* _Task statement_: Exactly and only the lines from the one containing "woman in headscarf?" through the close of the entries below are to be set down.

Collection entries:

--*--

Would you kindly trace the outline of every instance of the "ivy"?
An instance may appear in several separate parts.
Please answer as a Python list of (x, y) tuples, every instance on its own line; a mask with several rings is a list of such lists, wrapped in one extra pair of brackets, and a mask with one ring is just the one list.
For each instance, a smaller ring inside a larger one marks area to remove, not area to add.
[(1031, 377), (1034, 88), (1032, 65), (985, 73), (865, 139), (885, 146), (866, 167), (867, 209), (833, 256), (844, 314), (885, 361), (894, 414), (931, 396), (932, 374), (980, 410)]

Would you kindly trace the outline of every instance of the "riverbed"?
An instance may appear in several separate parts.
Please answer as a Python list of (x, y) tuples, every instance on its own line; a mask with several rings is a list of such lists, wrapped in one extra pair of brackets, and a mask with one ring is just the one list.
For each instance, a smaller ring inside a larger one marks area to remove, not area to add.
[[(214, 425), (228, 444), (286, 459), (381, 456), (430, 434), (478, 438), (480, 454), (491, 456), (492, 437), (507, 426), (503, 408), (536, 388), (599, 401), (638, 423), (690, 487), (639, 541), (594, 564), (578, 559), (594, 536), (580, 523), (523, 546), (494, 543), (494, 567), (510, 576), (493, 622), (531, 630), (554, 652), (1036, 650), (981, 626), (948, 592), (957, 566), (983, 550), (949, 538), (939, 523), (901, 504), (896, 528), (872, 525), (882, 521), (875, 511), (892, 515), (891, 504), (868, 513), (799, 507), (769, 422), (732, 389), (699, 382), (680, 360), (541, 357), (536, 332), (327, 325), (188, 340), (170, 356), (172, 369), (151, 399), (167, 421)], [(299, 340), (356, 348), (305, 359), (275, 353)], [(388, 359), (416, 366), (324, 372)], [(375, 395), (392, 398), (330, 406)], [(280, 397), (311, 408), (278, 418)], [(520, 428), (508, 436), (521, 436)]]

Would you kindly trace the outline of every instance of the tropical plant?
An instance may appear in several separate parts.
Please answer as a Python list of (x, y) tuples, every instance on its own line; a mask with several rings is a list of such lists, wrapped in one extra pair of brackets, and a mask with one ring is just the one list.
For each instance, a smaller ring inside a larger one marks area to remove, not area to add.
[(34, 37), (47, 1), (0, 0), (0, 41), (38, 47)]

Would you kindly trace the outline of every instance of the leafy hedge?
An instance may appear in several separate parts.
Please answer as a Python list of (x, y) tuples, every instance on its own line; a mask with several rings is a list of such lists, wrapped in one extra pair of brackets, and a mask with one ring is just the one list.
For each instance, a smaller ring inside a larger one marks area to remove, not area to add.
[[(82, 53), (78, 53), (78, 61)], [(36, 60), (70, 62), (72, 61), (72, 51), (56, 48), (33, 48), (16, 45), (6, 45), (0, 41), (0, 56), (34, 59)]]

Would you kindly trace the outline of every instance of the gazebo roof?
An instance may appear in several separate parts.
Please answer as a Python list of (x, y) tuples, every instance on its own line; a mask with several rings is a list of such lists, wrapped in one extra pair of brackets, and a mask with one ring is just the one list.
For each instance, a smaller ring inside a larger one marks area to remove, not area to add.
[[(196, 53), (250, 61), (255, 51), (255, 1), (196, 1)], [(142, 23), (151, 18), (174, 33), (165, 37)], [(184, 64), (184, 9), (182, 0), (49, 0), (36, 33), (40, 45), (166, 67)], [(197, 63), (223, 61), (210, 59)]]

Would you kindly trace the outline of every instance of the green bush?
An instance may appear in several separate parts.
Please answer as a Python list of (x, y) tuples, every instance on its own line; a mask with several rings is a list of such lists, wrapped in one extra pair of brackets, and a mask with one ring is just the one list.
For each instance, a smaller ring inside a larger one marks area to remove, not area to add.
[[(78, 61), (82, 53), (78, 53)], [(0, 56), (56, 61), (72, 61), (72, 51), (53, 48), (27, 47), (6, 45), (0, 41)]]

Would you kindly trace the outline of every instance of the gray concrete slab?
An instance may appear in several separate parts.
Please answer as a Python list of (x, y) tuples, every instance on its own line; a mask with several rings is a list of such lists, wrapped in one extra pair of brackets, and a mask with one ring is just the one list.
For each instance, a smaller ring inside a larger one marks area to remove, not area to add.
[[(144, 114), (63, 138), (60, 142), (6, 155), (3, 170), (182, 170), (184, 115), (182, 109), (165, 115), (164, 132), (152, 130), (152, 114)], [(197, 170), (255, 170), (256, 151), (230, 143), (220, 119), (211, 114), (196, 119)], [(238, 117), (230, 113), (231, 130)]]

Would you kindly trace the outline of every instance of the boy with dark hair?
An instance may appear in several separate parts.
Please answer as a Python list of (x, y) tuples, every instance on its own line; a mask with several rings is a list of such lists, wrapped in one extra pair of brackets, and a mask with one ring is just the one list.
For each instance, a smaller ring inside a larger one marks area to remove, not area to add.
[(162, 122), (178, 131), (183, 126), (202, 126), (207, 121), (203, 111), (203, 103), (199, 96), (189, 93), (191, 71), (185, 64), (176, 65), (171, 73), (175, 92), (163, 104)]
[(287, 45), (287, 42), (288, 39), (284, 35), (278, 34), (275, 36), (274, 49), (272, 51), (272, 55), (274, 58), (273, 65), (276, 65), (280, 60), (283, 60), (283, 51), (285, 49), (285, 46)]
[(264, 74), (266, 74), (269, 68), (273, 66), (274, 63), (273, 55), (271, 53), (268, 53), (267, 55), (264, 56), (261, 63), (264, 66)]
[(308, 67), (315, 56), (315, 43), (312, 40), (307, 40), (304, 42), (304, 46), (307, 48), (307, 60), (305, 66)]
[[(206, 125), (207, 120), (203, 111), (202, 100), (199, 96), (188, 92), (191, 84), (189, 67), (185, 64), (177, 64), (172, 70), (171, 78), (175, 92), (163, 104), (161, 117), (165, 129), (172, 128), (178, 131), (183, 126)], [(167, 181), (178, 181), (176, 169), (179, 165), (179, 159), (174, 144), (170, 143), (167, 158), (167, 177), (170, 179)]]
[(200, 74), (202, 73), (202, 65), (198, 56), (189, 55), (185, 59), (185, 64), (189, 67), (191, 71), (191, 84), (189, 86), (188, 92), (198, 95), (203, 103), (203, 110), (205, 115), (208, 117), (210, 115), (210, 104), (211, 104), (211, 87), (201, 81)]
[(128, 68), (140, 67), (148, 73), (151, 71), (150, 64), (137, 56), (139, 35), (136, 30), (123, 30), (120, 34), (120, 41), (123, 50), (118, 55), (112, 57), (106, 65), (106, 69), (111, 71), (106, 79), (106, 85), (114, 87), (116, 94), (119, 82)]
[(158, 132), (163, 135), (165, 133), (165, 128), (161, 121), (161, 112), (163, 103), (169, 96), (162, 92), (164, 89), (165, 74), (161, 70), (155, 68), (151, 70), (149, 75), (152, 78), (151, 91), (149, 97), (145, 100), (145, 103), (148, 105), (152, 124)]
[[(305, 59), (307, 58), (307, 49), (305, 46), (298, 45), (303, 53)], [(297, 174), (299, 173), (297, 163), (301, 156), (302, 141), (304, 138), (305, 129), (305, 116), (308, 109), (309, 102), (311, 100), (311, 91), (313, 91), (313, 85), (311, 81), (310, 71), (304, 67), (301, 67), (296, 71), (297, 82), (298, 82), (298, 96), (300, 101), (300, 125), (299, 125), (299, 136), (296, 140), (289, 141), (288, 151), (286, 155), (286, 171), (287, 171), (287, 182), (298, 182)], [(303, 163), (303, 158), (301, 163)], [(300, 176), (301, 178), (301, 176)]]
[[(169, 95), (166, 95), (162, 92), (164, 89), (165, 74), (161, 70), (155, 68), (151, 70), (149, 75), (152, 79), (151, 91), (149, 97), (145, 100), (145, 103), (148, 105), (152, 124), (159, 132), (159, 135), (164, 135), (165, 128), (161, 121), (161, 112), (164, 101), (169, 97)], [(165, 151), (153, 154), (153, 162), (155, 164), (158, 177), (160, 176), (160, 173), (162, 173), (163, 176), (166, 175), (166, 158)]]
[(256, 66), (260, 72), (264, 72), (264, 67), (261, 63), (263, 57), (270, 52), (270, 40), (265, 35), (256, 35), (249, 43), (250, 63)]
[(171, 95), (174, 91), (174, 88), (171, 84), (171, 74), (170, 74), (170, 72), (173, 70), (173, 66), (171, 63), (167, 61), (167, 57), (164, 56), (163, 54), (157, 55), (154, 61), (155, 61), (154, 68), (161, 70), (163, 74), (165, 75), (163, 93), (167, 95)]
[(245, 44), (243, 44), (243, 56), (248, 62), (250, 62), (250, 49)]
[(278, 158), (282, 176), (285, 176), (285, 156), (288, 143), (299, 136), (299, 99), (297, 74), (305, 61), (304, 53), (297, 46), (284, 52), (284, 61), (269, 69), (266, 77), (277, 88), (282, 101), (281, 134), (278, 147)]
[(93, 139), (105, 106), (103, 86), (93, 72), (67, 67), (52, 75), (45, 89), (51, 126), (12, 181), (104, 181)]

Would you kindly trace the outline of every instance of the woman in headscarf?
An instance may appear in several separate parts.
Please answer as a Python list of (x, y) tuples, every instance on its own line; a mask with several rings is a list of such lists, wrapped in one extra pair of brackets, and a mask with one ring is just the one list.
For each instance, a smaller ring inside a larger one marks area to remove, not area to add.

--*--

* _Task response_:
Would you kindly trace the outline of every instance of the woman in headscarf?
An instance may appear in several separate parts.
Please answer as a Python list of (x, y) tuples, every instance on its own line; a mask with several rings is a list of such lists, wrapped in one extra pair of brackets, and a mask with one ring is just the one list.
For each instance, a smaller ring inside a larger one marks area to remove, not area to add.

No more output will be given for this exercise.